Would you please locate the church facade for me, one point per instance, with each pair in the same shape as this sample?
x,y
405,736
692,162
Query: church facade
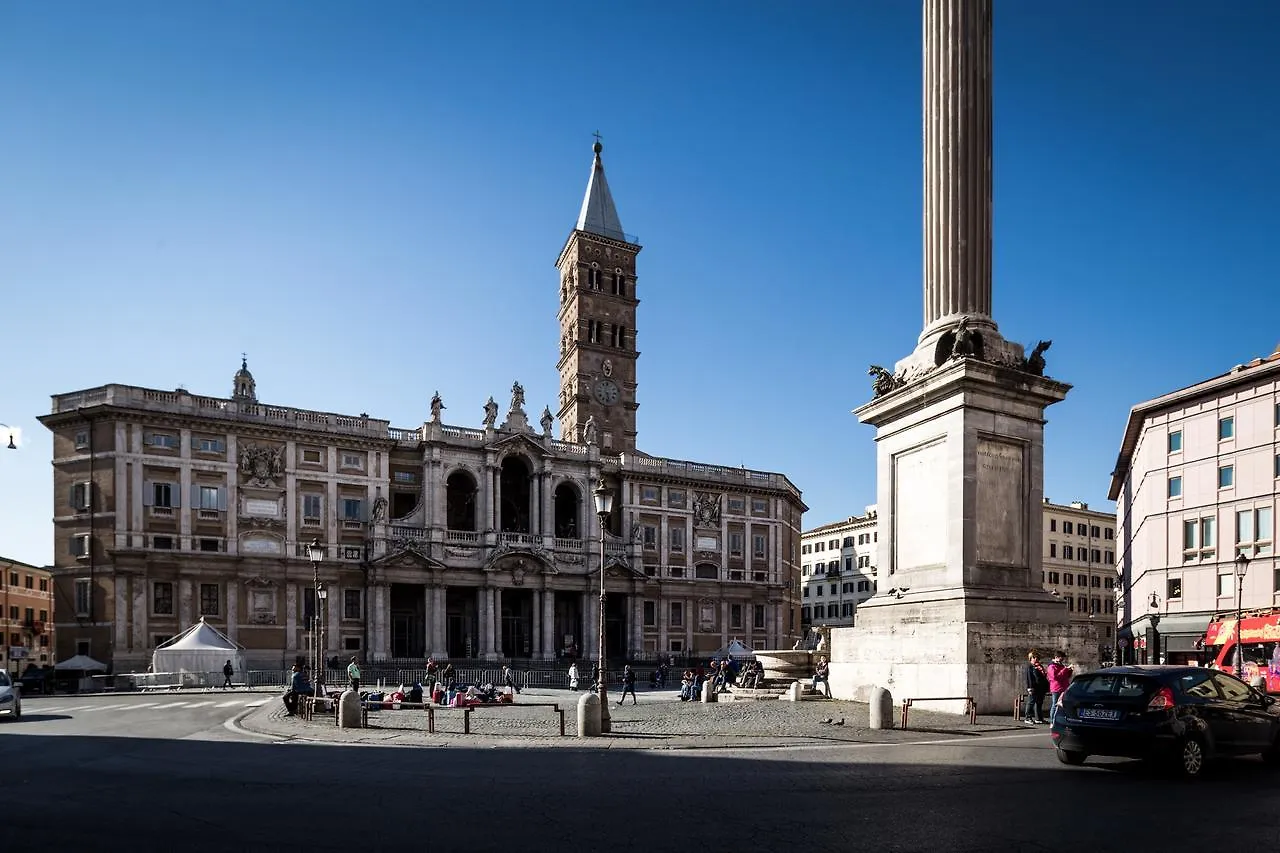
------------------------------------------------
■ WHAT THE TASK REQUIRES
Each line in the listing above that contains "church" should be copied.

■ RESPONSE TO THE EXERCISE
Would you please locate the church facade for me, one point per instance, with each pair in the same shape as this sample?
Query: church facade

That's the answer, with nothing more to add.